■ REQUIRED ACTION ■
Copy exactly the lines of the data below that run from the line holding "target | book page" through the line holding "target | zipper pull", both ends included.

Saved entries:
+--
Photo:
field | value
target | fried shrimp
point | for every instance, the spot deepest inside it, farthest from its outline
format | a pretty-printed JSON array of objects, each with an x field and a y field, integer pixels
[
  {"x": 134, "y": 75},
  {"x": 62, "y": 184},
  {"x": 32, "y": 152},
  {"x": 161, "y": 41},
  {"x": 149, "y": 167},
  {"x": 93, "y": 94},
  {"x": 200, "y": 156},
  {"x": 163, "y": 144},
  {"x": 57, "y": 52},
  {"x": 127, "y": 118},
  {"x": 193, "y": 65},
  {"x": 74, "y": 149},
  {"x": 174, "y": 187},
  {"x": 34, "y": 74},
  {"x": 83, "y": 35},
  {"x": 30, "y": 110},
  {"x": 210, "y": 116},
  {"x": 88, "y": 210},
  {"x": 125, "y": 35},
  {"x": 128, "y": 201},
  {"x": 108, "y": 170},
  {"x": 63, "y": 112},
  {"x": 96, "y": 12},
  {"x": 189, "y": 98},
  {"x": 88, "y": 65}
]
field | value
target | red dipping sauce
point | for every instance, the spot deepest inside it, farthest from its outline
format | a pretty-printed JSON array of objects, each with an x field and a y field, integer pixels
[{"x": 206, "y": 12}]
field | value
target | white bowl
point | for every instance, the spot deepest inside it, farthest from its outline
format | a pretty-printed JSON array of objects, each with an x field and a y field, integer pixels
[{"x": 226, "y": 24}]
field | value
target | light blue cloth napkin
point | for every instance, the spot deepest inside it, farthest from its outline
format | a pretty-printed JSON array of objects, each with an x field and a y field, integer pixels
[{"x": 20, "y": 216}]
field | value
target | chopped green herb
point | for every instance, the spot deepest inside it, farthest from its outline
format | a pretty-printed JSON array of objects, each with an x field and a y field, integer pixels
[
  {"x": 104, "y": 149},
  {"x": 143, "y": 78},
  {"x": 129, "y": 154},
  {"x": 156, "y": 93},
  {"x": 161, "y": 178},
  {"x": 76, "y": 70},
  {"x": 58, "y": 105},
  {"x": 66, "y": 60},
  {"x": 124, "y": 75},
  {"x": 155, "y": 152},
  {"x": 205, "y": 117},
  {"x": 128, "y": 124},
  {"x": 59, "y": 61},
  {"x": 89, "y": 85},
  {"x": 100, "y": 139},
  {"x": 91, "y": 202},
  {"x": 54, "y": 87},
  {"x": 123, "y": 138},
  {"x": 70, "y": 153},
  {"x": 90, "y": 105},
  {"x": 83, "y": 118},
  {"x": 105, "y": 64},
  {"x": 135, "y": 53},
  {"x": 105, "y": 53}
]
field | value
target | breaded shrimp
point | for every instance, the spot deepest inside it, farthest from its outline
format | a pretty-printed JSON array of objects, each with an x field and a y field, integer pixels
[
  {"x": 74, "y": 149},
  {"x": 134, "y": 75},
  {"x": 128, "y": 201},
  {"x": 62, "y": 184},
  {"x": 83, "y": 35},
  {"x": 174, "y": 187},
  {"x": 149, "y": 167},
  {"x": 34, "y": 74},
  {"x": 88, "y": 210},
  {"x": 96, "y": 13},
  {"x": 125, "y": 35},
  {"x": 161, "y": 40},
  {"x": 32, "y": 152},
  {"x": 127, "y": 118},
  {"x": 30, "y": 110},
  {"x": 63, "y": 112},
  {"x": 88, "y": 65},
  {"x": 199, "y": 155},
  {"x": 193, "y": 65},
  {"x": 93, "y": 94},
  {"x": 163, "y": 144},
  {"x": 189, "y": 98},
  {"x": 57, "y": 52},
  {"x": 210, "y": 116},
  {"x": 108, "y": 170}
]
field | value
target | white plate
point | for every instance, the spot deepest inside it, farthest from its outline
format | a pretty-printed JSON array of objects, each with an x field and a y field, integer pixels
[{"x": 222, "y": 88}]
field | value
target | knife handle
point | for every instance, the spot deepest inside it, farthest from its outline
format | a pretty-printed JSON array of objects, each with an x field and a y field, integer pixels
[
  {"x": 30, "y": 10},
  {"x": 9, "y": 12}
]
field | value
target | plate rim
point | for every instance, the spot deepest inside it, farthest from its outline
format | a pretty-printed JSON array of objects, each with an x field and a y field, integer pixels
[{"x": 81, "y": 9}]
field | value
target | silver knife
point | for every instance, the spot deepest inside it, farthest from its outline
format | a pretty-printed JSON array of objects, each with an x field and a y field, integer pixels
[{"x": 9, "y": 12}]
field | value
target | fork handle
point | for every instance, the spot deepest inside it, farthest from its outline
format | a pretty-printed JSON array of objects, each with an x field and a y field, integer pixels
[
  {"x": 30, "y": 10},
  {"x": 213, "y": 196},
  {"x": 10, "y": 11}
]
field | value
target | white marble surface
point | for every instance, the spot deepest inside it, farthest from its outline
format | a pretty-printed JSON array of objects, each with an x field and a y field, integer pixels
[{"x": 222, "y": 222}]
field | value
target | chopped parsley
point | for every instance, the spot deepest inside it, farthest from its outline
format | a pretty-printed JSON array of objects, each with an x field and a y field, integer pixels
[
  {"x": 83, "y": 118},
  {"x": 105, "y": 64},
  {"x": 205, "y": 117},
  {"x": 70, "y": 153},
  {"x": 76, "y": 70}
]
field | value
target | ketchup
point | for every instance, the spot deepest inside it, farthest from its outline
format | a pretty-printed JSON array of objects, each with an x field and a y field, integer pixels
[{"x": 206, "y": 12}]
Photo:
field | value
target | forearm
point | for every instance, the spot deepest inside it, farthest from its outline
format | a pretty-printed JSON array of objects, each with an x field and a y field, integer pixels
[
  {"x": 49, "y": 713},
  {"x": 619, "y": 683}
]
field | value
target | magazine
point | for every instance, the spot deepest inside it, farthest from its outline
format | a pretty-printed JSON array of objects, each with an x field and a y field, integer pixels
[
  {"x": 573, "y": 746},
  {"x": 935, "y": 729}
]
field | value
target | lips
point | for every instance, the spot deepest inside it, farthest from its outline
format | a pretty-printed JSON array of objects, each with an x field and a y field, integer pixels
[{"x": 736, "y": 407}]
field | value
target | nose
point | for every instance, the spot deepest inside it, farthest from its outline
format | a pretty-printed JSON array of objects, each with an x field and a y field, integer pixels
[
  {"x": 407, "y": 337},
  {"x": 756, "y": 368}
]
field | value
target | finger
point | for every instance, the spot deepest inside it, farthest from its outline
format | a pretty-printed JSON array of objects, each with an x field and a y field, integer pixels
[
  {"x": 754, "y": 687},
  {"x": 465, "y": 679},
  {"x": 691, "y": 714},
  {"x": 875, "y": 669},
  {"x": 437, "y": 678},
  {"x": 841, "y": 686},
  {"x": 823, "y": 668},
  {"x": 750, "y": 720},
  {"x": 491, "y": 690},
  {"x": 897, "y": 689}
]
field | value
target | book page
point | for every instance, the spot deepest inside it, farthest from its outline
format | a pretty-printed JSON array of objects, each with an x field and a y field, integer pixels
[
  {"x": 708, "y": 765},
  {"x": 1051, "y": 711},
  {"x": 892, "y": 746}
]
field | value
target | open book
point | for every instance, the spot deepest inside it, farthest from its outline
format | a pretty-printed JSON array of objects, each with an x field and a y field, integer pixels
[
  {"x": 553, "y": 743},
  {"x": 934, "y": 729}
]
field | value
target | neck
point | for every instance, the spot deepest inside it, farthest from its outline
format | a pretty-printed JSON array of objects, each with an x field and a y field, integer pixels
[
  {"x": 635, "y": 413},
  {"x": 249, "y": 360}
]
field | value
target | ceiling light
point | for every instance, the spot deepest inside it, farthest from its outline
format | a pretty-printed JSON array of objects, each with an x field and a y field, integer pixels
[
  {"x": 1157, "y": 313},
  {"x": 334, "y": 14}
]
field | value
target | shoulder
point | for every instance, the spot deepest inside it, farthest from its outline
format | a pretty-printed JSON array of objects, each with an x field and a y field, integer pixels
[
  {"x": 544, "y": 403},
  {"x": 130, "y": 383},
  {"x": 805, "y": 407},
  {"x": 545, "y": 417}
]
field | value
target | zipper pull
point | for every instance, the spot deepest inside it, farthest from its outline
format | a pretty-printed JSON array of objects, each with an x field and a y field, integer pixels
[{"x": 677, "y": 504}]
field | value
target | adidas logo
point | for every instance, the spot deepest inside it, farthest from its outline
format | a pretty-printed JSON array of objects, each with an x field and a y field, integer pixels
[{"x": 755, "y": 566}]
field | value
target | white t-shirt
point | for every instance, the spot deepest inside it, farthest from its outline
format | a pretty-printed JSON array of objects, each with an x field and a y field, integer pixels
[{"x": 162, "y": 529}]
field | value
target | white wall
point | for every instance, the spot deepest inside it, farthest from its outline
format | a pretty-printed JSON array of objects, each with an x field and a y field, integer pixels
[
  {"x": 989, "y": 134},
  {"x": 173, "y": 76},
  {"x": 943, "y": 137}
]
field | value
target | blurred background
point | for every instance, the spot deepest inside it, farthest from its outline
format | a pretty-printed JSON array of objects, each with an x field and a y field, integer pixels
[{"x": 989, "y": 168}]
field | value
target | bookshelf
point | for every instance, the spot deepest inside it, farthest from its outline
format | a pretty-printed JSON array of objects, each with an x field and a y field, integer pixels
+--
■ COMPLETED TASK ■
target | book page
point | for every instance, the spot deepest inside it, farthest from its outline
format | a pretty-printed JSON array of objects, each with an x field and a y field, integer pixels
[
  {"x": 708, "y": 765},
  {"x": 1051, "y": 711},
  {"x": 892, "y": 746}
]
field | value
target | open book
point | for every instance, the spot deepest inside it, farthest from its outline
format | a pretty-printed JSON array of objects, each with an x field and a y field, integer pixels
[
  {"x": 553, "y": 743},
  {"x": 934, "y": 729}
]
field | value
target | neck
point | for every instance, the spot deepest inside it, farthest from its outline
format | a pretty-printed JSON array of objects, each with an x field and a y field, integer pixels
[
  {"x": 635, "y": 413},
  {"x": 249, "y": 360}
]
field | value
target | ceiling light
point | for every instance, the spot deepest inside it, farthest from its outline
format | a pretty-printed JSON array of objects, each with an x field and a y field, integer pixels
[
  {"x": 1157, "y": 313},
  {"x": 334, "y": 14}
]
field | value
target | shoulder
point | for every instance, the spot deepest inside it, farthest from its outline
format | a pretty-printed JSON array of objects, each with an x field and a y field, integer pixels
[
  {"x": 544, "y": 403},
  {"x": 130, "y": 383},
  {"x": 805, "y": 407},
  {"x": 545, "y": 417}
]
field | value
target | zipper pull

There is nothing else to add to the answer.